# SHORT PROBLEM
Please gather every line in the entries below that contains the string "woman" and copy each one out.

═════ GIVEN INFORMATION

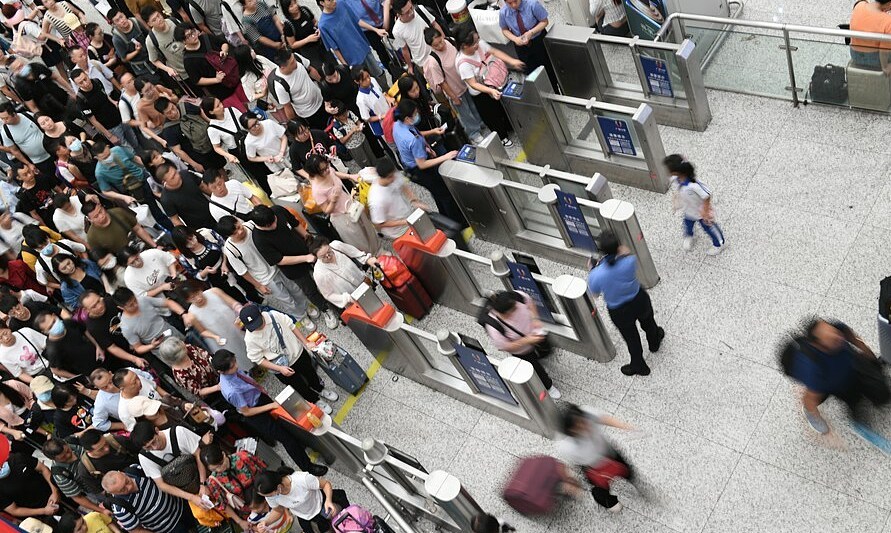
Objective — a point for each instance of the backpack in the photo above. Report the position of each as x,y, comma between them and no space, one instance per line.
492,73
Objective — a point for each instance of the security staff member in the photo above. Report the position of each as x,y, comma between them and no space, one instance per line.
524,23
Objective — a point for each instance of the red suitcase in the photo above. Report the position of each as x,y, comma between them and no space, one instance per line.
533,488
406,291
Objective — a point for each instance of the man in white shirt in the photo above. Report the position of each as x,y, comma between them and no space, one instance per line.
391,200
229,197
246,261
292,83
157,445
274,341
147,271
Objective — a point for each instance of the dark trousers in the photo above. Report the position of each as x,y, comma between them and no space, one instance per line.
603,496
305,379
626,316
493,115
271,428
535,55
430,179
532,357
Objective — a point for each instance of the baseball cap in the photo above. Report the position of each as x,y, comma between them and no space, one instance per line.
251,317
142,406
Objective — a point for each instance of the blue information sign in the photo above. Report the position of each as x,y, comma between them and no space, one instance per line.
521,279
617,135
658,78
574,221
483,373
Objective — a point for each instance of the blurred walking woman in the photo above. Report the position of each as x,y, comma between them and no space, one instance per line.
309,498
615,276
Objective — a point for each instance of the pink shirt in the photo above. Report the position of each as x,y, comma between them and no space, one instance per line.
434,73
520,319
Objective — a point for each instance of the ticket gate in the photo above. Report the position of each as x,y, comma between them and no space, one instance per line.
460,280
399,482
453,365
586,135
531,219
666,76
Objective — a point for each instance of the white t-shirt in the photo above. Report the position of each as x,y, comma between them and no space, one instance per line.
221,138
21,356
305,96
412,34
469,70
68,222
389,203
238,199
153,271
268,143
691,196
245,258
305,499
186,441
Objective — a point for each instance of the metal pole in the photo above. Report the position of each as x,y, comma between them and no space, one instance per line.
583,317
527,388
445,344
453,498
392,511
622,219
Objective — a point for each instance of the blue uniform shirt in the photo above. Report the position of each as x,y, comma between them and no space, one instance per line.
410,144
618,282
340,31
530,11
358,9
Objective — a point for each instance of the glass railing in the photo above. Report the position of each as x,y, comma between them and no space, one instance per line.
785,61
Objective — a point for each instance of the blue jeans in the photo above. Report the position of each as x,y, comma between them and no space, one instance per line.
469,116
712,230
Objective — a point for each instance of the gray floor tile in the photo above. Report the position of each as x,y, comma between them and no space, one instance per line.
864,267
760,497
741,315
714,394
845,463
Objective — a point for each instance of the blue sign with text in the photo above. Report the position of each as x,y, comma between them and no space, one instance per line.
658,78
574,221
617,135
483,373
521,280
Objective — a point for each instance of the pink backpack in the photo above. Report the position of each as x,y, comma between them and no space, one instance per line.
353,519
493,71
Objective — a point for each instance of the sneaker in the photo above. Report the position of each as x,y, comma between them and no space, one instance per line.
864,432
308,324
816,421
331,319
329,395
323,405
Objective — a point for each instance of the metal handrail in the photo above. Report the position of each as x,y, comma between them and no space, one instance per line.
837,32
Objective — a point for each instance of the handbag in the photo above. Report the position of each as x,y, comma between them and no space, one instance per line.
235,501
602,474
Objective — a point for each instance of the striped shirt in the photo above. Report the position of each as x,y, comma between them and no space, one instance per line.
148,508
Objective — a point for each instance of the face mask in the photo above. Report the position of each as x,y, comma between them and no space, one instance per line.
57,329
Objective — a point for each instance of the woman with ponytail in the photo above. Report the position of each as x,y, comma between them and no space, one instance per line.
615,276
695,201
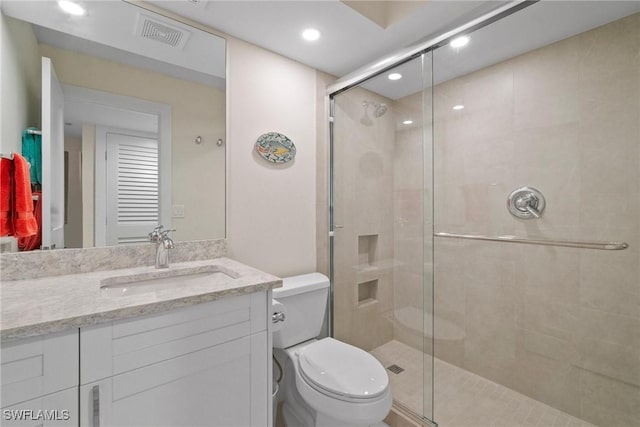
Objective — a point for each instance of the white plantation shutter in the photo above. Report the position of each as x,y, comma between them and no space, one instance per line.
132,188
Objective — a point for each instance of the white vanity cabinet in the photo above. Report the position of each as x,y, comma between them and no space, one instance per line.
203,365
40,380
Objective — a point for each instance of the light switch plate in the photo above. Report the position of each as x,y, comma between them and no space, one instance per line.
178,211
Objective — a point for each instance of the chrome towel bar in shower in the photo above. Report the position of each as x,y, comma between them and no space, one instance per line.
605,246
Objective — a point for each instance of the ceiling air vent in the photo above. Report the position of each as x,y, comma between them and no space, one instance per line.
154,29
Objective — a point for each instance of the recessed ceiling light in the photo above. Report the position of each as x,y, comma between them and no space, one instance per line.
71,7
311,34
460,41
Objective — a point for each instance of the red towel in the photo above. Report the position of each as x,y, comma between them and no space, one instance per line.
6,190
24,223
34,242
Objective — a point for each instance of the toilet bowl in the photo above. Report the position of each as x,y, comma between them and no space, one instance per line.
327,383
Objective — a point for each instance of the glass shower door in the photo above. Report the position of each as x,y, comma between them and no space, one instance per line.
381,218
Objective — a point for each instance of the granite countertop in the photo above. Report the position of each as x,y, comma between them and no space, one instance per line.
51,304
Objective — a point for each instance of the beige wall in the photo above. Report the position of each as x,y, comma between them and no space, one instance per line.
198,171
88,184
560,325
20,86
73,209
364,213
271,208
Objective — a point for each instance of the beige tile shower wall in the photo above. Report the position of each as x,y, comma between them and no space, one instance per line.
410,222
363,173
560,325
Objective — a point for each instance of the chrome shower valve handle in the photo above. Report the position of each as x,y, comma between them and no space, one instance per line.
526,203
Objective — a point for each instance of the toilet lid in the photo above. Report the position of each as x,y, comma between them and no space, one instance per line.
342,369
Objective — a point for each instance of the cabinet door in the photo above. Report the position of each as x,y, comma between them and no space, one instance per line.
215,386
117,347
34,367
58,409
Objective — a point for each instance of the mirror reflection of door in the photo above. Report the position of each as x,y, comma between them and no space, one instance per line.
132,186
126,187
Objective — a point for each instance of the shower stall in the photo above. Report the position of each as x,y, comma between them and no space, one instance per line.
485,218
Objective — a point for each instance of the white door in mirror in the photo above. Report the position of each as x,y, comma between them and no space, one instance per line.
52,158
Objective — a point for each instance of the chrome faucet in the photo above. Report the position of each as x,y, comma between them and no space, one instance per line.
163,244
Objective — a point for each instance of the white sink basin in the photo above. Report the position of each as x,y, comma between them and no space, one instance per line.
162,280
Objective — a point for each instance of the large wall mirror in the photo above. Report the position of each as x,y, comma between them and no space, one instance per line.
133,106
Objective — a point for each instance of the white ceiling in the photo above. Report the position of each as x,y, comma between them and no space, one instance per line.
110,30
349,40
535,26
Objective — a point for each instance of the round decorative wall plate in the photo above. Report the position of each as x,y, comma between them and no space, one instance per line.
275,147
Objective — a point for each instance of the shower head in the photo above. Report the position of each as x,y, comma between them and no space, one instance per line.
380,110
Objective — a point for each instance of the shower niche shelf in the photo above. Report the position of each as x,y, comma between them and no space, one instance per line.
367,292
367,250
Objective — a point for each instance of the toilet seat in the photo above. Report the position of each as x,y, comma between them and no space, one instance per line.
342,371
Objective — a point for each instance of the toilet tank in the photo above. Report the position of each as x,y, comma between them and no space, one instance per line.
305,301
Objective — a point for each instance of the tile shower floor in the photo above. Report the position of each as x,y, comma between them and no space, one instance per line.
464,399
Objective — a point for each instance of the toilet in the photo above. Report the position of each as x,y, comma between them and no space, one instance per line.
327,383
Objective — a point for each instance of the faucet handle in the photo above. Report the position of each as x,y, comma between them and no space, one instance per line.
154,236
165,233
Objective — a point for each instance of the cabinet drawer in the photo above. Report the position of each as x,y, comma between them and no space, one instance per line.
117,347
34,367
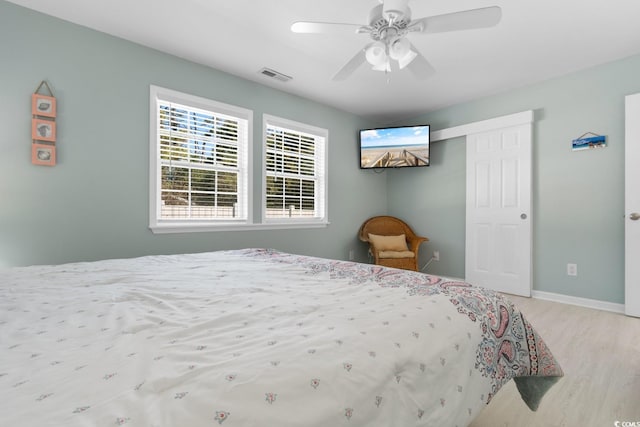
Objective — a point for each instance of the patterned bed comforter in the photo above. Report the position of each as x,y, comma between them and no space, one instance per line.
256,337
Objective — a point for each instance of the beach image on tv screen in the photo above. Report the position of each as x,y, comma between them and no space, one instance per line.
394,147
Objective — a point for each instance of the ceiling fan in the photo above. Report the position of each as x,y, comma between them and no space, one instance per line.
389,25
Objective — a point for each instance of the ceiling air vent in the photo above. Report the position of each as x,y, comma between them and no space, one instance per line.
275,75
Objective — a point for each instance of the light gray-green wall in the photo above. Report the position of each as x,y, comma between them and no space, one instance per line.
94,203
578,197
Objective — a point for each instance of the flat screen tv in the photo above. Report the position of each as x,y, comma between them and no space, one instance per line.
394,147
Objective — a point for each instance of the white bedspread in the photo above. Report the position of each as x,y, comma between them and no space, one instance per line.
252,338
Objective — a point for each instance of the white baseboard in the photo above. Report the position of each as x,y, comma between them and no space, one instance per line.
582,302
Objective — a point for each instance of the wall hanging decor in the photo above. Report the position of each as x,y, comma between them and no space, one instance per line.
589,140
43,126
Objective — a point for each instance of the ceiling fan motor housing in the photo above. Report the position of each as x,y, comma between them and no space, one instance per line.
383,28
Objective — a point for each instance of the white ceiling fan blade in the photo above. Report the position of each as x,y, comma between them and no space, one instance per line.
456,21
420,67
352,65
326,28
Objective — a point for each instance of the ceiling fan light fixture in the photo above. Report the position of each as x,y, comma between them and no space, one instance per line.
376,54
383,66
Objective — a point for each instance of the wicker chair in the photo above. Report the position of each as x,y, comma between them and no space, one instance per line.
385,245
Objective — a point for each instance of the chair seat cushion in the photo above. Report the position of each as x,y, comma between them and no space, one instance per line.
389,243
396,254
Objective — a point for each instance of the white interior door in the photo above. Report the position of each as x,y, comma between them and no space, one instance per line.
498,233
632,205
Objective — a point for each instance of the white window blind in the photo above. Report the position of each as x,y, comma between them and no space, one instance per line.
295,176
201,161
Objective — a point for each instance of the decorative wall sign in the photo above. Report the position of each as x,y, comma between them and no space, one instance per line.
43,126
43,154
585,142
43,130
42,105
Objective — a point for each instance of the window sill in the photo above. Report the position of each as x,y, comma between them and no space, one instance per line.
207,228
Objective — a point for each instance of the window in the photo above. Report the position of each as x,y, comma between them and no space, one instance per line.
200,171
294,172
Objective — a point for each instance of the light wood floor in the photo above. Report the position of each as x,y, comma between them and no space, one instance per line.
600,355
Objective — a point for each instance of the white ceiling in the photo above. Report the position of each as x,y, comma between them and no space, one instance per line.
536,40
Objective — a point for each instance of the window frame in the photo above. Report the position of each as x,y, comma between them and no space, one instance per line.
321,195
161,225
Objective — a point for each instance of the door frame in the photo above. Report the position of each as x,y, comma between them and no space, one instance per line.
632,204
494,124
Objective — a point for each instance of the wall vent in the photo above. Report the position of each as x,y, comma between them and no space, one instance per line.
275,75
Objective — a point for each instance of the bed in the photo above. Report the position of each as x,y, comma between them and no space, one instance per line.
256,337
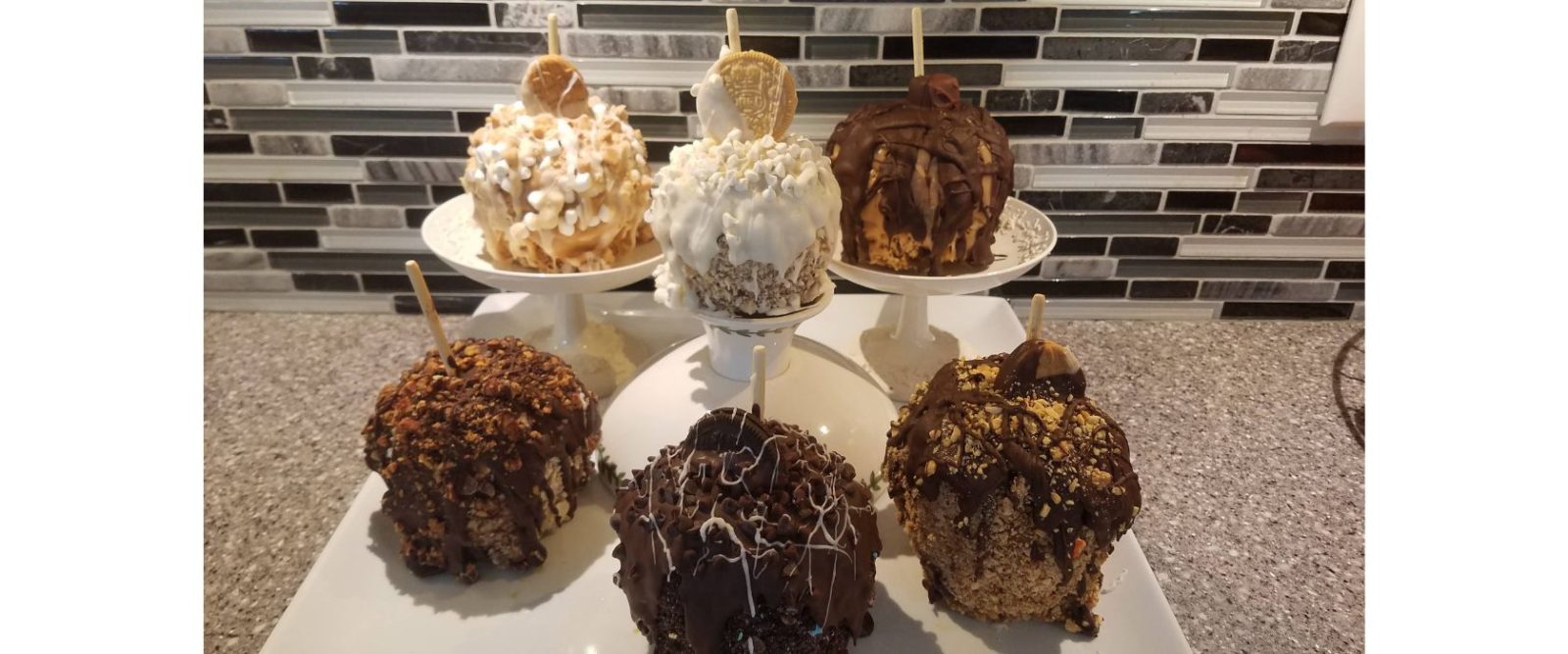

══════════

# SOLVED EXERCISE
Objective — a point for each instance of the blurred walking woman in the photo above. Report the position of each as x,y, comma between them and no space, one instance per line.
Objective — a point for each instance of the woman with ponytail in the photo above. Report the position of each as x,y, comma between them and no space, one instance per line.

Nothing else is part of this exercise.